**Assigned task:** Look through the data below. Collect every line where the word "stone" occurs.

**Records for this task:**
○ ○ ○ ○

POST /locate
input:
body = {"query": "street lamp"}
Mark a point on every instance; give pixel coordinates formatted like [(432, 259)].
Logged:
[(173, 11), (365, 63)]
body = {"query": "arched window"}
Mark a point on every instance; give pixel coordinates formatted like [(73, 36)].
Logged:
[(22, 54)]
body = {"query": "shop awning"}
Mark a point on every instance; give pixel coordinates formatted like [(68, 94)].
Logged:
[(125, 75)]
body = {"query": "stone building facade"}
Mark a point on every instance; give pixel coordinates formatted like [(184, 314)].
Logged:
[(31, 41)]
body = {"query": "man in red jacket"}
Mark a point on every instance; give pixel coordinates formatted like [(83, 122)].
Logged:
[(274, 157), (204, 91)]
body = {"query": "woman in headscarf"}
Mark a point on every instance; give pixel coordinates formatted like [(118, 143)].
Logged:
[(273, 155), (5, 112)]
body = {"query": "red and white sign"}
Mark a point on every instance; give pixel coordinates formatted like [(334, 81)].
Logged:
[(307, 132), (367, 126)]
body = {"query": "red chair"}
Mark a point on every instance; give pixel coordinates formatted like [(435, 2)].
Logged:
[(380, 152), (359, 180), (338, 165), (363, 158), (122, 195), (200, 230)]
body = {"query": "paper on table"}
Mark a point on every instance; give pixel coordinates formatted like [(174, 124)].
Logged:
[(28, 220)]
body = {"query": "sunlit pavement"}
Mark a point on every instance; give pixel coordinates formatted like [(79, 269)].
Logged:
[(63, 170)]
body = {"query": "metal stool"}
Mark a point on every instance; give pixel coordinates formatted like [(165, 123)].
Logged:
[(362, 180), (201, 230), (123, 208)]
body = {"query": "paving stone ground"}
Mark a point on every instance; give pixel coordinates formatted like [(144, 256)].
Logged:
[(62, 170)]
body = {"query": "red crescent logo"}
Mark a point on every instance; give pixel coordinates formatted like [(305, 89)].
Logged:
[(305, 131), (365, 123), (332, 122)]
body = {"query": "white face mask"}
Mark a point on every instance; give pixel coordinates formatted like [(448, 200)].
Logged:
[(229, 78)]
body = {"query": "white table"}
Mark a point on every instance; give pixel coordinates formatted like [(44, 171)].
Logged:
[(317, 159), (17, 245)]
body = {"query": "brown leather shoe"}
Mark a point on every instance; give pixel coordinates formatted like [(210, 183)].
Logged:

○ ○ ○ ○

**Answer below:**
body = {"query": "stone building facade"}
body = {"query": "paving stone ground"}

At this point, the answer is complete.